▶ **DOCUMENT EXTRACT**:
▬▬▬▬▬▬▬▬▬▬

Tea is the second most popular beverage after water which represents a major source of dietary polyphenols [1]. Thus the scientific community is interested in exploring the health-promoting constituents present in tea, namely, flavan-3-ols, flavonols, and their derivatives [2]. Recent epidemiological studies have demonstrated a protective effect of fruits and vegetables against the incidence of degenerative diseases [3]. Several classes of compounds have been assumed as potential protective factors, one of which is the flavonoids, generally considered as nonnutritive agents. Flavonoids are known as secondary metabolites which are the largest class of polyphenols widely distributed in the plant kingdom. It can be subdivided into six major subclasses based on the structural variations: flavones, flavanones, isoflavones, flavonols, flavanols, and anthocyanidins [4].

According to the study conducted by Hollman et al. [5] tea is a good source of flavonols. Flavonols have recently received much attention due to their antioxidant, antimicrobial, anticancer, antiatherosclerotic, and antiproliferative properties [6-8]. The flavonols exist in tea plant (Camellia sinensis L.) as flavonol glycosides with a sugar residue and the most common flavonol aglycones in tea are quercetin, kaempferol, and myricetin [9].

Ceylon tea from Sri Lanka, acclaimed as the best tea in the world, has its inherent unique characteristics and reputation running over more than a century [10]. The objectives of this study were to investigate the variation in flavonol aglycones, namely, quercetin, kaempferol, and myricetin in tea (Camellia sinensis L.) accessions including beverage and nonbeverage types. Therefore, we report here the first systematic study on the flavonol content in representative accessions of the Sri Lankan tea germplasm.

▬▬▬▬▬▬▬▬▬▬

▶ **DATA LISTING**:
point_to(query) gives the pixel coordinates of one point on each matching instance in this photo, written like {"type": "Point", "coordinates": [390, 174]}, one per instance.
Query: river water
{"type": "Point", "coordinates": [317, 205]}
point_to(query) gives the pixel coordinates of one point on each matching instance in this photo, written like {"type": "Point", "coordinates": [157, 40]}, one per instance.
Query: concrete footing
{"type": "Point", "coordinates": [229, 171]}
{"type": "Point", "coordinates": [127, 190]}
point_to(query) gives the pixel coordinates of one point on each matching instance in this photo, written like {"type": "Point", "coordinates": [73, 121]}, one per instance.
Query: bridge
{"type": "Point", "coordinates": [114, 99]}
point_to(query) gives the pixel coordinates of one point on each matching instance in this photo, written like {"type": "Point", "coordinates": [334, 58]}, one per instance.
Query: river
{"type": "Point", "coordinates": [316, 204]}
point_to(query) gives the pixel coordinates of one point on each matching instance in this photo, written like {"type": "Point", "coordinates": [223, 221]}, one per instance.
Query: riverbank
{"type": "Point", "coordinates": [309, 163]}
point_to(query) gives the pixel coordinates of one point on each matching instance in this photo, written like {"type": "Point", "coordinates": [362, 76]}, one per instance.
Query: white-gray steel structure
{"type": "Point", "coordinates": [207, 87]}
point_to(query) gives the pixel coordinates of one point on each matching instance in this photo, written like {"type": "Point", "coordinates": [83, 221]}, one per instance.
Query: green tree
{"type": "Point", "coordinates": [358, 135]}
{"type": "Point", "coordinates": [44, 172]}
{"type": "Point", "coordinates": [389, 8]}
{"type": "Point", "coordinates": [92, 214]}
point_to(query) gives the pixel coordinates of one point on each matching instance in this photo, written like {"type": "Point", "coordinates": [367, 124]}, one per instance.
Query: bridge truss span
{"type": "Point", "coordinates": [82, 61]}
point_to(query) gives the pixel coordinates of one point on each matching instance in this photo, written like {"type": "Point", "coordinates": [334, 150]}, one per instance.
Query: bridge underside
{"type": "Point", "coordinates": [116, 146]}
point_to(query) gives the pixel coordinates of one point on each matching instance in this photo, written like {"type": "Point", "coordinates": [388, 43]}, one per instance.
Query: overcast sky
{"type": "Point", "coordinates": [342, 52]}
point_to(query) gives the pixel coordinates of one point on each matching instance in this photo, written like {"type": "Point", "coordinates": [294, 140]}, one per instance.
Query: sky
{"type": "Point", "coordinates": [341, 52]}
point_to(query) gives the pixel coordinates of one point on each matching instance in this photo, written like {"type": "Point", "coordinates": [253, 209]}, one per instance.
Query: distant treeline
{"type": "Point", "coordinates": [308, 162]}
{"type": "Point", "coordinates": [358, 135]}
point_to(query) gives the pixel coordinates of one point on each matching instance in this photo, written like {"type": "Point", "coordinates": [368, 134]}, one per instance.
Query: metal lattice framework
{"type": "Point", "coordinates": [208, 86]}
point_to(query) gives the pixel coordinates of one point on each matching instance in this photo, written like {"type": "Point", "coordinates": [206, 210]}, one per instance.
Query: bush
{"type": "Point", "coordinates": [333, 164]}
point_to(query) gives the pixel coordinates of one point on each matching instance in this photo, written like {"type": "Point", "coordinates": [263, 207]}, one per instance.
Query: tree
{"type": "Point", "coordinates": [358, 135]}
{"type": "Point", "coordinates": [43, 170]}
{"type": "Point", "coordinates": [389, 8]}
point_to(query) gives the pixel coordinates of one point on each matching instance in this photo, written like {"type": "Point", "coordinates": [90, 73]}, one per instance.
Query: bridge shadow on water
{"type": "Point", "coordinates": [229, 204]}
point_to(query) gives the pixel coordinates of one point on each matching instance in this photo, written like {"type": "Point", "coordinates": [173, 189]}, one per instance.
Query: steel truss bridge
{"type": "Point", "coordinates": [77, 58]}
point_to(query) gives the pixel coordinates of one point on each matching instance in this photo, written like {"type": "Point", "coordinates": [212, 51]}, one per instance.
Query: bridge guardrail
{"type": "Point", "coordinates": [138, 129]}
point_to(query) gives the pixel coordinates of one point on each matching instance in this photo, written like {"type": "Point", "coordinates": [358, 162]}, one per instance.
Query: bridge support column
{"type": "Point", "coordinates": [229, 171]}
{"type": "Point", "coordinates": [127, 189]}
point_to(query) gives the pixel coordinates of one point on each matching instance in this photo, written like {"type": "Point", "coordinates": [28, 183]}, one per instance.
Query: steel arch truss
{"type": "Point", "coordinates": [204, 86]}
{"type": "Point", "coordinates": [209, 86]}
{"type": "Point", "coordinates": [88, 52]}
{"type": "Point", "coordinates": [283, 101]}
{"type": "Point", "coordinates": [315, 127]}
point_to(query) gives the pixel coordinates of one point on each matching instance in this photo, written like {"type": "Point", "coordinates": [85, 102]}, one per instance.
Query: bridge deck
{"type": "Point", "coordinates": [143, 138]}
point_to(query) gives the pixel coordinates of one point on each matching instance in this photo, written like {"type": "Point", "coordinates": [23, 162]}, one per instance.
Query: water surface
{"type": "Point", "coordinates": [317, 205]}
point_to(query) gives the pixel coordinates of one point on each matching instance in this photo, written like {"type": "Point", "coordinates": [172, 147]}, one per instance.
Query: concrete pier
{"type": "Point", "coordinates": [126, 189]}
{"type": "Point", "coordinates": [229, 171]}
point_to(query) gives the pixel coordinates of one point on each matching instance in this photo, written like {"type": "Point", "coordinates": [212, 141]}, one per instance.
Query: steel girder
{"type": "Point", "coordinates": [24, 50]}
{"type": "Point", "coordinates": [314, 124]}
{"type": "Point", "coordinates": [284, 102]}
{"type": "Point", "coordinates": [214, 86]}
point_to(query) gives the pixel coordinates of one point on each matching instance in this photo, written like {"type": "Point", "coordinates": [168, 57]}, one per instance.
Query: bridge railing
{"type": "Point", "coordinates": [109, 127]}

▬▬▬▬▬▬▬▬▬▬

▶ **WHAT YOU WILL DO**:
In the tea flavonol text above, rewrite the paragraph that begins "According to the study conducted by Hollman" as a short bulleted list that keeps its main facts.

▶ **YOUR RESPONSE**:
- A study by Hollman et al. found that tea is a good source of flavonols.
- Flavonols have recently drawn much attention for their antioxidant, antimicrobial, anticancer, antiatherosclerotic, and antiproliferative properties.
- In the tea plant (Camellia sinensis L.), flavonols exist as flavonol glycosides with a sugar residue.
- The most common flavonol aglycones in tea are quercetin, kaempferol, and myricetin.